Goals
a. Answer these from the passage on Paris church building:
(i) Which mason does Bos suggest was probably the author of the plan of St.-Etienne-du-Mont?
(ii) In which years was the façade of St.-Martin-des-Champs constructed?
(iii) Up to what share of a project's total could wood account for?
b. Pick up the passage on Paris church building after its final sentence and write the next part.

Passage given
=-=-=

Part One introduces Paris after the English occupation and surveys the state of the city's churches. The repair and rebuilding of so many of these churches during the second half of the fifteenth and into the sixteenth century reflect the idiosyncrasies of the capital. Larger, more populous, Paris produced enough wealth to support these major projects, but also fostered an unprecedented level of social competition expressed in architectural terms.
Part Two addresses the clients, the head of the workshop and the relations between the two. For the first group, Bos concentrates on parish organization rather than monastic patronage, the Office of the Fabric (Œuvre et Fabrique), the parish wardens and their responsibilities. As parishes, both urban and rural, became more clearly defined in administrative and topographical terms, parishioners became increasingly responsible for the upkeep of their church and its appurtenances. Although it is helpful to acknowledge differences in professions among the wardens and the variability in budgets from parish to parish, it is more important to fix the larger implications for building in Paris. Because of their multiplicity, the parishes of Paris had no municipal bond. This produced greater autonomy for the Fabrics but abetted inherent competition as well. These trends clearly colluded in the production of churches that were ambitious in scale but restrained in decoration, experimental yet referential.
The following chapter traces the development of the building profession, its organization and regulation. In the first sections, Bos addresses the complex question of the identity of the master builders. Documentary evidence beyond contracts and epitaphs does not allow a full picture of even the most highly regarded builders working in Paris. In this chapter, the division between overview and monographic articles is most problematic. When Bos presents an intriguing assertion - that a mason named Marande was probably the author of the plan of St.-Etienne-du-Mont, for example - the reader wants greater documentation than that provided by the brief footnote that accompanies it. Bos does indeed direct the reader to the article in which her assertions are clearly laid out, but this bifurcates the reader's attention. A paucity of archival evidence necessitates a brief discussion of the relations between the clients and their builders, most drawn from the contracts and parish archives. There is sufficient evidence to demonstrate that patrons solicited designs and elevations of their churches. Evidence also suggests that a representative of the client, either a clerk of the works or the wardens, worked in concert with the head of the workshop to determine the form of the building, the degree of its decoration and the course of its progress.
Part Three concerns the workshops themselves; how they were financed, the members of the team, their materials and daily activities. As is frequently the case, a dearth of archival documentation disallows generalizations about the size of particular workshops or the salaries of their workers. The exceptions to these lacunae include the construction of the façade of St.-Martin-des-Champs in 1455-56. Her breakdown of the Fabric accounts of St.-Étienne-du-Mont (1490-1519) give the reader a rich picture of an active workshop with the expected personnel to those who supplied the workshop with sand, lime, wood, stone and lead. The materials used for construction arrived mostly by river and were available, like other goods, at designated ports. But Bos' research reveals numerous locations for the purchase of stone not mentioned in other sources like the accounts of the city. She surmises that multiple locations might have served, a reasonable assumption given the difficulty of moving heavy materials through the city to various sites.
However, contracts for wood provided to the workshops by specialized merchants rarely mention the provenance of the material. As Bos notes, wood was an expensive investment that could account for up to twenty percent of a project's total.

=-=-=

Extracted entries
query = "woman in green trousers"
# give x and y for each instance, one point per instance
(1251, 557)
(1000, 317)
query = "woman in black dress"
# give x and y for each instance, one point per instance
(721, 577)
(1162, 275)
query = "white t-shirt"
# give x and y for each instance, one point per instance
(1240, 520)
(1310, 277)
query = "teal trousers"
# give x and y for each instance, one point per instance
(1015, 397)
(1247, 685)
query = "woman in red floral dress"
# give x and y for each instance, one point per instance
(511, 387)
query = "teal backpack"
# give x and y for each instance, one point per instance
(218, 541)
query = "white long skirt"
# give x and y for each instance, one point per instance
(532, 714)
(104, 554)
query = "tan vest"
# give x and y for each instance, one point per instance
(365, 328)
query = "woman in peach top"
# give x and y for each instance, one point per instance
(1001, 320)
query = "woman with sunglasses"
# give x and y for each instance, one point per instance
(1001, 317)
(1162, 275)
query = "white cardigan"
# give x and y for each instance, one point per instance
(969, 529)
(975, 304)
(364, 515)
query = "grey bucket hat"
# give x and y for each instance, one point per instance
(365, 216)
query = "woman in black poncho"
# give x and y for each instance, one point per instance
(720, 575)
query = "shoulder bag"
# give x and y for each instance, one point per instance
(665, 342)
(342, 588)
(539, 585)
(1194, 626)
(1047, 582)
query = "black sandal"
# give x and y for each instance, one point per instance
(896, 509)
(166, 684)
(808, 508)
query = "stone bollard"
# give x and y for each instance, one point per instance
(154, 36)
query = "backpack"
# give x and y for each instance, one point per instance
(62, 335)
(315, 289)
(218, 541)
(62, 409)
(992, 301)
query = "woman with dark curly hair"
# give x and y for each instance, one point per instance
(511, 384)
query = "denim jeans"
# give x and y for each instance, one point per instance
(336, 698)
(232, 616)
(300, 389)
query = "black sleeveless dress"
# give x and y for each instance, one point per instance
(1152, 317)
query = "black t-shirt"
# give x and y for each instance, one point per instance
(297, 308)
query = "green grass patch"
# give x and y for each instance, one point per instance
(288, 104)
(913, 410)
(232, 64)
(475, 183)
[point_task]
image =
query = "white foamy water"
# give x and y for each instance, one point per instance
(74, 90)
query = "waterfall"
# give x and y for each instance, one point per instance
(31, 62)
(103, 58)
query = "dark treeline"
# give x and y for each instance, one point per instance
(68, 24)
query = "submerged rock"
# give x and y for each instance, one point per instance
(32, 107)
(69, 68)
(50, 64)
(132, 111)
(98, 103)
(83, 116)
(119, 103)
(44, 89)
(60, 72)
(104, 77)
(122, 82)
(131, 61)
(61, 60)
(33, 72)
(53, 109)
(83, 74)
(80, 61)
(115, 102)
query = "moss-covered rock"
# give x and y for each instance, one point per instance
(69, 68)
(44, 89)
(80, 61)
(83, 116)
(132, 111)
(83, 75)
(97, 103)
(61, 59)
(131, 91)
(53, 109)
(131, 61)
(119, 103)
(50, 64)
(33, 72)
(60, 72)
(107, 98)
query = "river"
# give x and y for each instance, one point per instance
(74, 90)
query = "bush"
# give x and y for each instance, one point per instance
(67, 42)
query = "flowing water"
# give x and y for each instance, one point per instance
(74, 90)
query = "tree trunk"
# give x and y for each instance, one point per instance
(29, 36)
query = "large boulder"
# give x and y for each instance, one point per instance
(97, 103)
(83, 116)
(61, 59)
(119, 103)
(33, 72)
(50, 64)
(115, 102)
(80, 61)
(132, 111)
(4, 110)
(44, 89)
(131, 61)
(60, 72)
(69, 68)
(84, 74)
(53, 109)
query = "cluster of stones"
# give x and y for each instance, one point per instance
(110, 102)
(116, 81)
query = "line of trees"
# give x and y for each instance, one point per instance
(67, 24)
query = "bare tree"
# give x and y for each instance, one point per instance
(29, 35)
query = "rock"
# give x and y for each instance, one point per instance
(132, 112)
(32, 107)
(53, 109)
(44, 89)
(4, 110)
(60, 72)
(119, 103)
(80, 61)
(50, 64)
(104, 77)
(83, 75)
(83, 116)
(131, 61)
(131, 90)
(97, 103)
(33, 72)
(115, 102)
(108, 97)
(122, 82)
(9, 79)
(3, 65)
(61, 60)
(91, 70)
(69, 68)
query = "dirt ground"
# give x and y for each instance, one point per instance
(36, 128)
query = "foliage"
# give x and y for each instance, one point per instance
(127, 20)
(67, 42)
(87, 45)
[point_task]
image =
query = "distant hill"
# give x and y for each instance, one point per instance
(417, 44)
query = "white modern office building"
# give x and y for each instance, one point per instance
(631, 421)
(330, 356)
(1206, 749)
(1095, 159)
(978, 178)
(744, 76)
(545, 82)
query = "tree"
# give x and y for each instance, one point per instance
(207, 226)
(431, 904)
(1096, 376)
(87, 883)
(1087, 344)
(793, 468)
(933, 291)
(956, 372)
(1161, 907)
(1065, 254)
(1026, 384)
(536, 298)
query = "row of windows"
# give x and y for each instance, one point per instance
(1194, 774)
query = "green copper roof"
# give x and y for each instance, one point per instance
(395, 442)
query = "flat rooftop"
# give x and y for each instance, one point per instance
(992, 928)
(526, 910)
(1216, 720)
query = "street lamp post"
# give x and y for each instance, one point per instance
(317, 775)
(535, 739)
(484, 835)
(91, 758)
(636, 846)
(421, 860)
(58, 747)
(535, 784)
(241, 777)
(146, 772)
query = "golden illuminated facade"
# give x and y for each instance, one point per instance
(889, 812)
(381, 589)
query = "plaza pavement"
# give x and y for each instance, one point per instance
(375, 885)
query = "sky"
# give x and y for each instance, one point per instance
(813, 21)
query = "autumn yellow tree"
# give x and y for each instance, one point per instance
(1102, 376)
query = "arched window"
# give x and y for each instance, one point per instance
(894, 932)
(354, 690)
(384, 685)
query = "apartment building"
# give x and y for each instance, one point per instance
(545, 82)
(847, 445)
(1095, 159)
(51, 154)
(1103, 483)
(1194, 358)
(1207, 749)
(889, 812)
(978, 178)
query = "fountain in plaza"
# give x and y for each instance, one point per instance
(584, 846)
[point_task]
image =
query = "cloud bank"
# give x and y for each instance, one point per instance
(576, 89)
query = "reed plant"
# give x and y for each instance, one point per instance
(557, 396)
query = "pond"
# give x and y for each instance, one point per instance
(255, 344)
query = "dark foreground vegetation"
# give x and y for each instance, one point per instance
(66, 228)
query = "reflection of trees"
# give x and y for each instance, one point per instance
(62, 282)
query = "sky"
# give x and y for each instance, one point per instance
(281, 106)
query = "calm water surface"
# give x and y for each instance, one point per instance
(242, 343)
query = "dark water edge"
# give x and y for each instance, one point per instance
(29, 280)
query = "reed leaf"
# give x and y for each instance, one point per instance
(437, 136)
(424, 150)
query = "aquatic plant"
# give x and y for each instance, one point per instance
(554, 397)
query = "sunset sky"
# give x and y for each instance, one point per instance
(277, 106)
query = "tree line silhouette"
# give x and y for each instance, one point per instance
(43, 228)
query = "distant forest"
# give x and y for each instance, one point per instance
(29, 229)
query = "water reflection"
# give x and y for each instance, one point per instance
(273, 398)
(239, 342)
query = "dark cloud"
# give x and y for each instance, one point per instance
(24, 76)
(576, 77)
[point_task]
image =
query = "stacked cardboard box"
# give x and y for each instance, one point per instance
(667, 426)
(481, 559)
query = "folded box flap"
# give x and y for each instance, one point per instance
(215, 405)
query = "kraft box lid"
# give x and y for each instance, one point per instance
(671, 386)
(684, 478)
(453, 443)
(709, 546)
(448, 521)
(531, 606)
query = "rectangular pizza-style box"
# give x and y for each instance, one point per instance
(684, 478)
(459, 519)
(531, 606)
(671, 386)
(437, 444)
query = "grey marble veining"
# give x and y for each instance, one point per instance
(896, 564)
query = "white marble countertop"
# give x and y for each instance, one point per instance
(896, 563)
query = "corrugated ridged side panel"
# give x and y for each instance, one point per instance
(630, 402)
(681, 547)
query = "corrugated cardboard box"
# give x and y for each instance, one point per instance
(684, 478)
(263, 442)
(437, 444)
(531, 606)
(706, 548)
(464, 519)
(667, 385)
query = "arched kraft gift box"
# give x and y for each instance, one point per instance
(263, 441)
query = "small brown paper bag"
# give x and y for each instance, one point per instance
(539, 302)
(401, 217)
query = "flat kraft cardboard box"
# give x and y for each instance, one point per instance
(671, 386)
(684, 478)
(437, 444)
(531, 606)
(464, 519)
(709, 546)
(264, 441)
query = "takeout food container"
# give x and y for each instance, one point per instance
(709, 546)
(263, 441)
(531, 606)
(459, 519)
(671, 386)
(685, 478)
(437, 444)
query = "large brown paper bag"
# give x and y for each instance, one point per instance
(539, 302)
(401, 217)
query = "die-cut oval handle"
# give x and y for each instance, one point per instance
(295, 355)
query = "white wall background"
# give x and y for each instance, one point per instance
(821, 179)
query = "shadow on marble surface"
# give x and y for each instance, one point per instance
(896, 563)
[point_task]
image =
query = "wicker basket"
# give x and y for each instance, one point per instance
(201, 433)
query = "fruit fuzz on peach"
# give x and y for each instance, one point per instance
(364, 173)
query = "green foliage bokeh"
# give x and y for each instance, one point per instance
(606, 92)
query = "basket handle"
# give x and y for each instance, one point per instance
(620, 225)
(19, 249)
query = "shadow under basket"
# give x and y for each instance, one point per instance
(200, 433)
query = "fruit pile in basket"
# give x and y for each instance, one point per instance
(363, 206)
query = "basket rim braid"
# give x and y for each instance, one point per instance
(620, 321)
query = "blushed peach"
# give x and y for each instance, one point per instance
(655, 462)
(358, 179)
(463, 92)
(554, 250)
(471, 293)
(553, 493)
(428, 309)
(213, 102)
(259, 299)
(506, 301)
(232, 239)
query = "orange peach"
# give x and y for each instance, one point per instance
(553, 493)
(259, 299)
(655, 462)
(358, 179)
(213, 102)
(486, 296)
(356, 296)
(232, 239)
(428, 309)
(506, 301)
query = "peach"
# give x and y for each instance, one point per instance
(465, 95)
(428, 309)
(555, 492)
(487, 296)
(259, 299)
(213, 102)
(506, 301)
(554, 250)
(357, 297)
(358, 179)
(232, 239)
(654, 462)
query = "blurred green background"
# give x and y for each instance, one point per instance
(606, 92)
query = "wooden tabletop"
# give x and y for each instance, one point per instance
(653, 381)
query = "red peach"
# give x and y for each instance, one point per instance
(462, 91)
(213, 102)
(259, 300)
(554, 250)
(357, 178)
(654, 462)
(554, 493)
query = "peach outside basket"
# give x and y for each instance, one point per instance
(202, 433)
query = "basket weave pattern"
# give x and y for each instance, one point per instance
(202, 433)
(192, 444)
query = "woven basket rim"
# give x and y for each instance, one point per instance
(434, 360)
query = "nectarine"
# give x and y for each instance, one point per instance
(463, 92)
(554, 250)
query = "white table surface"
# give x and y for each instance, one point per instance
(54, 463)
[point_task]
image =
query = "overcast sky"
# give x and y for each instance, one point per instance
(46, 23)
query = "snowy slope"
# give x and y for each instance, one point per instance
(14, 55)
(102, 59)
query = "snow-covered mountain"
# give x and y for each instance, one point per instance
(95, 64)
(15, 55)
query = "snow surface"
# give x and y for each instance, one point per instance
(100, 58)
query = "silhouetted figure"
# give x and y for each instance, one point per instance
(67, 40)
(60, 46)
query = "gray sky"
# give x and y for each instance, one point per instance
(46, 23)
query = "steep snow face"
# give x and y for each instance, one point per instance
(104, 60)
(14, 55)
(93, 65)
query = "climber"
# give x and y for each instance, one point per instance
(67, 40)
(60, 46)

=-=-=

Response list
a.
(i) Marande
(ii) 1455-56
(iii) Up to twenty percent

b.
Part Four compactly identifies the characteristics of Parisian religious architecture in the Late Gothic period, focusing necessarily on extant parish churches. In terms of plan, Notre-Dame provides the most important template with its double ambulatory and double side aisles flanked by chapels between the buttresses (see St.-Germain-l'Auxerrois, St.-Séverin etc.). What Bos touches on but does not address directly are the meanings those borrowings conveyed to their audience. Were connections between St.-Germain-l'Auxerrois, the second most prestigious church in the city, and the bishop's church expressed in the plan? Did the rejection of that plan type signal a change in fashion or the independence of certain communities from the metropolitan?
The most intriguing chapter of this section discusses the evolution of Parisian Late Gothic, the question of a Parisian style, and reciprocal influences with provincial building centers. The relatively long period enjoyed by the Rayonnant gave Paris a later start on developing its Flamboyant vocabulary. The simplicity cited in earlier chapters and explained by descriptions of the client base and its priorities resulted in what Bos terms, "an architecture of austerity" but, she is quick to counter, not one of sterility. Reviewing the entirety of Bos' analysis, I was struck by the way in which builders in the capital were open to outside influences, transforming them to suit a Parisian audience. Bourges and St.-Remi in Reims are two possibilities she asks us to consider. To this list I would also add the chapel at St.-Germer-de-Fly, St.-Étienne in Beauvais and the parish churches of Troyes. Masters like Martin Chambiges travelled widely, dispersing and absorbing new influences and bringing them back to the capital.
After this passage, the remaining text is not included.